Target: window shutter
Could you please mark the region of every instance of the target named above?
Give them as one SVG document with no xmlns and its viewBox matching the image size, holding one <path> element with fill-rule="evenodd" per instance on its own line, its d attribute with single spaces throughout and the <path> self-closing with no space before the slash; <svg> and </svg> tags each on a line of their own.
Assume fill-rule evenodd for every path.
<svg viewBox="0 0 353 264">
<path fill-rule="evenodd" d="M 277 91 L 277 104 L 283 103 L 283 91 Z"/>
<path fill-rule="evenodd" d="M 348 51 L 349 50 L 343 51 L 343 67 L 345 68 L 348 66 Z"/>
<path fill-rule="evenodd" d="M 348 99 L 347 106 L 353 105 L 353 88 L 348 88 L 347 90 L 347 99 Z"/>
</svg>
□ □ □ □
* Do this
Format all of the data above as a two-column CSV with the header input,output. Give one row for each block: its text goes under input and its answer under output, each as a single double-quoted field with line breaks replaced by spaces.

* Exercise answer
input,output
"Target: window shutter Could you please mark the region of every instance of the target named above? Give them as one SVG document with no xmlns and its viewBox matching the image size, holding one <path> element with fill-rule=""evenodd"" per instance on its own line, its d attribute with single spaces throughout and the <path> self-closing with no space before the slash; <svg> and </svg> tags each on a line of their own. Assume fill-rule evenodd for every path.","<svg viewBox=""0 0 353 264""> <path fill-rule=""evenodd"" d=""M 277 91 L 277 104 L 283 103 L 283 91 Z""/> <path fill-rule=""evenodd"" d=""M 348 51 L 349 50 L 343 51 L 343 67 L 345 68 L 348 66 Z""/> <path fill-rule=""evenodd"" d=""M 348 99 L 347 106 L 353 105 L 353 88 L 348 88 L 347 90 L 347 99 Z""/> </svg>"